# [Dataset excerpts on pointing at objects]
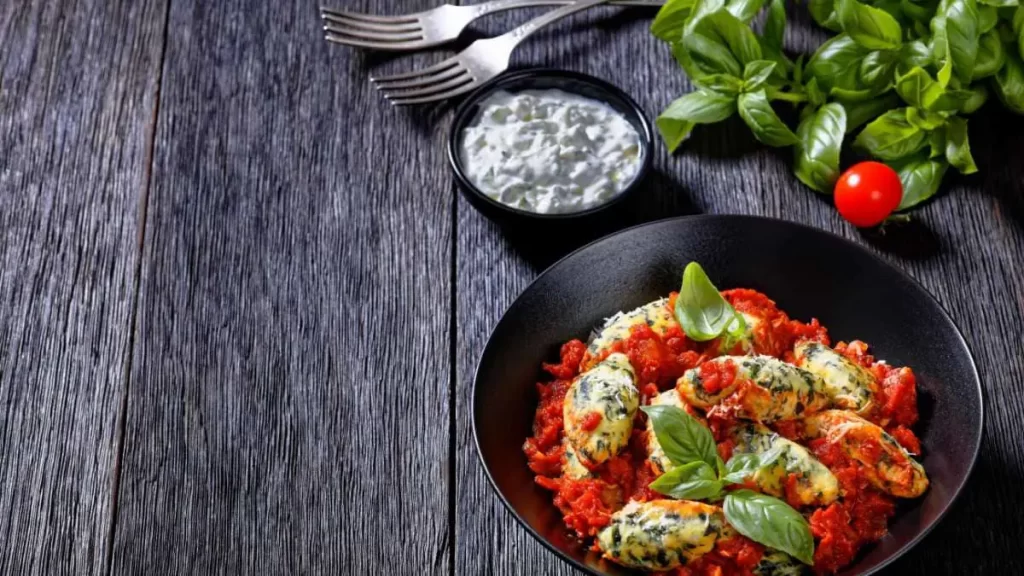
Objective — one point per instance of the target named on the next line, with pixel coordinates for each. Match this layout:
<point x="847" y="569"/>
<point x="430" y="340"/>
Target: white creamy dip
<point x="550" y="151"/>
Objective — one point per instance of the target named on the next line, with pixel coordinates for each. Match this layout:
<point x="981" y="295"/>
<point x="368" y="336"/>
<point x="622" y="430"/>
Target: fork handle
<point x="485" y="8"/>
<point x="517" y="35"/>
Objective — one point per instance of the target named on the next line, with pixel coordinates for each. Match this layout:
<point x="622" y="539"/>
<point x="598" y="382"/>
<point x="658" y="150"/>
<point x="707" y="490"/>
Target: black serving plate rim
<point x="462" y="119"/>
<point x="945" y="316"/>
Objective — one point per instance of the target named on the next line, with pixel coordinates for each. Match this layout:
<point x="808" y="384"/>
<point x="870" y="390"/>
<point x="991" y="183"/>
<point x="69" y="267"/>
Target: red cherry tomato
<point x="867" y="193"/>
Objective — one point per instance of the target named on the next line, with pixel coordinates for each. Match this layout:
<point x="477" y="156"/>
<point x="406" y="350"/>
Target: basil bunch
<point x="699" y="474"/>
<point x="899" y="74"/>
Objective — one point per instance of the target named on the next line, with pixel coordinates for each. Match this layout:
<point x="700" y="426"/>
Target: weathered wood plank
<point x="967" y="248"/>
<point x="77" y="93"/>
<point x="289" y="406"/>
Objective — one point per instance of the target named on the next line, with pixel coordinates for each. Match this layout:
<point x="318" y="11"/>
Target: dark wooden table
<point x="241" y="300"/>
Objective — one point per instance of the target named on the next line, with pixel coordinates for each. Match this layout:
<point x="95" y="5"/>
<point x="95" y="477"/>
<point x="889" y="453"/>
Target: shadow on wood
<point x="911" y="240"/>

# [Aim of the exercise]
Scale the records above by writing out every line again, requests included, with each x and y coordinate in the answer points multiplied by 0.55 and rounded to a whole number, halves rounded up. Leave the numbers in the requests and their layout samples unchanged, and omit the pictures.

# [Problem solution]
Objective — one point per instance of the target named on the next line, with pixel coordinates for each. Match this layout:
<point x="847" y="569"/>
<point x="430" y="340"/>
Target: white creamy dip
<point x="303" y="83"/>
Objective — one point per instance of the target named on the next line, with pixel coordinates for each. Match this layout:
<point x="981" y="295"/>
<point x="368" y="336"/>
<point x="622" y="430"/>
Target: fork handle
<point x="267" y="4"/>
<point x="284" y="19"/>
Objective — one point per instance of the target named on the next line, with pixel coordinates for each. Match this layout:
<point x="622" y="539"/>
<point x="598" y="382"/>
<point x="658" y="150"/>
<point x="707" y="490"/>
Target: black serving plate rim
<point x="254" y="65"/>
<point x="520" y="174"/>
Objective — one point per instance of the target named on the next line, with pixel coordinates for each. Match this layout:
<point x="808" y="384"/>
<point x="870" y="390"/>
<point x="991" y="183"/>
<point x="69" y="267"/>
Target: red cherry tomato
<point x="477" y="106"/>
Objective — one point per instance of the target named on the next line, with pixel coordinates for each. Match this layout:
<point x="477" y="156"/>
<point x="406" y="350"/>
Target: basil bunch
<point x="384" y="261"/>
<point x="494" y="41"/>
Objective — one point per instance of the target named on the next line, with pixel coordinates for each. Match this layout:
<point x="700" y="426"/>
Target: weathered wood plank
<point x="532" y="136"/>
<point x="42" y="51"/>
<point x="159" y="223"/>
Objective — one point per instance of the target named on the next line, with pixel coordinates for each. Match this layout:
<point x="318" y="11"/>
Target: dark wooden table
<point x="133" y="165"/>
Objective — one point per instance of the target named on the next line, with pixel coordinates for each. Match this layout:
<point x="95" y="5"/>
<point x="95" y="477"/>
<point x="889" y="453"/>
Target: shadow on wood
<point x="501" y="132"/>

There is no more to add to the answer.